CHALLENGE: Edit the entries from the first line up to and including the line with "left=915, top=350, right=931, bottom=387", replacing "glass" with "metal" and keeping everything else the same.

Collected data
[BEGIN]
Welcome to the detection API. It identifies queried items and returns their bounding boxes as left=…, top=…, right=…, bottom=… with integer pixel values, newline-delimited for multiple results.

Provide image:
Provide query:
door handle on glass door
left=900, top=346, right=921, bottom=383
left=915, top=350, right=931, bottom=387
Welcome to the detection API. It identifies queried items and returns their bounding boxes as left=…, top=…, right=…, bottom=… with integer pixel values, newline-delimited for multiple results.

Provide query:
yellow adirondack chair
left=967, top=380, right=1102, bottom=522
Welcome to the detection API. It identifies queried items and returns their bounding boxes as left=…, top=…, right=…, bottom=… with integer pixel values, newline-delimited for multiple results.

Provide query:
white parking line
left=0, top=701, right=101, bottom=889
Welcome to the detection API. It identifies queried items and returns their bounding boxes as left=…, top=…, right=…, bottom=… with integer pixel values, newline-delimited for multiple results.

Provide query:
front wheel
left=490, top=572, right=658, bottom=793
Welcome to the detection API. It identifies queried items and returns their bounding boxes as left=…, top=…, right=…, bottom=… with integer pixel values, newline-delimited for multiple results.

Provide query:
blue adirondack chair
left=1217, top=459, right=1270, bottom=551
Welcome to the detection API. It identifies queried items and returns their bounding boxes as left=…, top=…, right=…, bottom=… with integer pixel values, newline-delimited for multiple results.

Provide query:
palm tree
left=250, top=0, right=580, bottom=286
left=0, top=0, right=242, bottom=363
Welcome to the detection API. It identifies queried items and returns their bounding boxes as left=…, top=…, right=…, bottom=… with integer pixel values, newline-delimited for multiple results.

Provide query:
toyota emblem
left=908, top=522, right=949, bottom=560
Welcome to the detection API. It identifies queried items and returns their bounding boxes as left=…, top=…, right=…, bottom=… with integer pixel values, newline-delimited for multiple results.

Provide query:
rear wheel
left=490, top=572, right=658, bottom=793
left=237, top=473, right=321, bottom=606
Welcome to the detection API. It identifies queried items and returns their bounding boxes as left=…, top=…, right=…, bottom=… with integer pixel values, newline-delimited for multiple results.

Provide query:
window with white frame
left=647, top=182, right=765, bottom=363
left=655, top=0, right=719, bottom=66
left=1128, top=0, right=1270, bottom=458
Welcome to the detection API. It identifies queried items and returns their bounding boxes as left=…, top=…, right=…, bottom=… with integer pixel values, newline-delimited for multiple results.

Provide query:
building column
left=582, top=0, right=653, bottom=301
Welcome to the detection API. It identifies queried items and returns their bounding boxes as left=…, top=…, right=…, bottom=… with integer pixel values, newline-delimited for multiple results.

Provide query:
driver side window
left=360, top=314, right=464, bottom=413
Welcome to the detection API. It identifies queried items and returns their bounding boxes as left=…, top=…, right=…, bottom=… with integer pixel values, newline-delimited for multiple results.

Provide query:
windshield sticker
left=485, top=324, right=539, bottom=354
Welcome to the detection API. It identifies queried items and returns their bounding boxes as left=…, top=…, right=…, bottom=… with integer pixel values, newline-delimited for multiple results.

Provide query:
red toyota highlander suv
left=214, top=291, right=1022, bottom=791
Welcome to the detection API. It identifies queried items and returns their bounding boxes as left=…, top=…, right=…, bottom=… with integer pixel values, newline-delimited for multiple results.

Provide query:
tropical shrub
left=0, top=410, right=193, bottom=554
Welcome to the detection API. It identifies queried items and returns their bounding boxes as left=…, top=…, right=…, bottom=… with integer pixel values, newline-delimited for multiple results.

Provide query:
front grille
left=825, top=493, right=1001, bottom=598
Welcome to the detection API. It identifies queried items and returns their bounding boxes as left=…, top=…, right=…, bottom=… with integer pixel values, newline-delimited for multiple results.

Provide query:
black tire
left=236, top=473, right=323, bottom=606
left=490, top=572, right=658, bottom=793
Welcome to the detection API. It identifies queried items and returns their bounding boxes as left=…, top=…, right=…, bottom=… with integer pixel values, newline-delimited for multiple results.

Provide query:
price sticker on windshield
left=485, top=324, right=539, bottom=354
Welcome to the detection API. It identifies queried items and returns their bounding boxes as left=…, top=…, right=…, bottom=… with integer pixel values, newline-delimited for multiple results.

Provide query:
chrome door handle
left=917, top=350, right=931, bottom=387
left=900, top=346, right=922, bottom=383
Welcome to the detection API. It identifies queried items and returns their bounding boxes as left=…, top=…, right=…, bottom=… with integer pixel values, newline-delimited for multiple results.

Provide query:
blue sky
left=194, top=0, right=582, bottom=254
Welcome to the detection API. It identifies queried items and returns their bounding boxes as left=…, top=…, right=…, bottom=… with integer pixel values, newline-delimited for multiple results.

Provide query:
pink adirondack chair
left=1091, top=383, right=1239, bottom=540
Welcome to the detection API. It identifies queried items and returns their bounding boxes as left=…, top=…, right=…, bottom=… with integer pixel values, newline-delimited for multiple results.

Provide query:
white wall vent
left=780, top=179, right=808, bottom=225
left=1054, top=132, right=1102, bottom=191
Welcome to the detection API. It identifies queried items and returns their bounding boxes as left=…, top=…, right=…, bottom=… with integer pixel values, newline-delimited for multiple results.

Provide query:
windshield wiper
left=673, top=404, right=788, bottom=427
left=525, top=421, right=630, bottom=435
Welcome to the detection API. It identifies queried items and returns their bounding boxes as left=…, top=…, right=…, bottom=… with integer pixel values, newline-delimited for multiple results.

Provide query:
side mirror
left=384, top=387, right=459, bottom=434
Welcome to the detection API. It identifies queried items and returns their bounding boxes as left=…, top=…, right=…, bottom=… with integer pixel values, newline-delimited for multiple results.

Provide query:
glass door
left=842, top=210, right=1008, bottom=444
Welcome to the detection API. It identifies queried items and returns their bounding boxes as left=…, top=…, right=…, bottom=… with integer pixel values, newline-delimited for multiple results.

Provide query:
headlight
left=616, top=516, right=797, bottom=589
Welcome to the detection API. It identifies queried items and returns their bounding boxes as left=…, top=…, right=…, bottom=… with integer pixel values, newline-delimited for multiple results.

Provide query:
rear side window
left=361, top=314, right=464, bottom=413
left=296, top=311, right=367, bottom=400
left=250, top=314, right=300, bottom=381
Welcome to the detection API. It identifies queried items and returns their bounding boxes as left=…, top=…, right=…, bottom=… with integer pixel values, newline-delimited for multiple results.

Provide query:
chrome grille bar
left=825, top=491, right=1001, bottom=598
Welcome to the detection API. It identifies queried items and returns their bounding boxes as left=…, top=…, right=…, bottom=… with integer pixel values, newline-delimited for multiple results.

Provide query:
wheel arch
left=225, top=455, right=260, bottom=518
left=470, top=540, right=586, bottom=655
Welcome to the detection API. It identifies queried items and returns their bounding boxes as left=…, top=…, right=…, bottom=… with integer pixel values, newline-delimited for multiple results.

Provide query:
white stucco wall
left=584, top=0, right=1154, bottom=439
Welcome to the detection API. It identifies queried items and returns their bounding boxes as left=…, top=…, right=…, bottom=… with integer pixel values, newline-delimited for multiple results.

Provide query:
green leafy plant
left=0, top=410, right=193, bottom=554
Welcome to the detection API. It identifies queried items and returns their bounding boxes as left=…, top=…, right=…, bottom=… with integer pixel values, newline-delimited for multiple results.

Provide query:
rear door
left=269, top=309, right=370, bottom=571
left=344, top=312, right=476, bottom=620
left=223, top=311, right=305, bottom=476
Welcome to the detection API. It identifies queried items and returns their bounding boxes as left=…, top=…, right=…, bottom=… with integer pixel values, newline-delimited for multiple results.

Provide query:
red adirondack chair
[END]
FULL RESPONSE:
Welcome to the detection API. It identifies queried items and returns their bounding boxes as left=…, top=…, right=…, bottom=… with integer pixel values, newline-delimited for multiple results.

Provide image:
Provide query:
door handle on metal door
left=900, top=346, right=921, bottom=383
left=915, top=350, right=931, bottom=387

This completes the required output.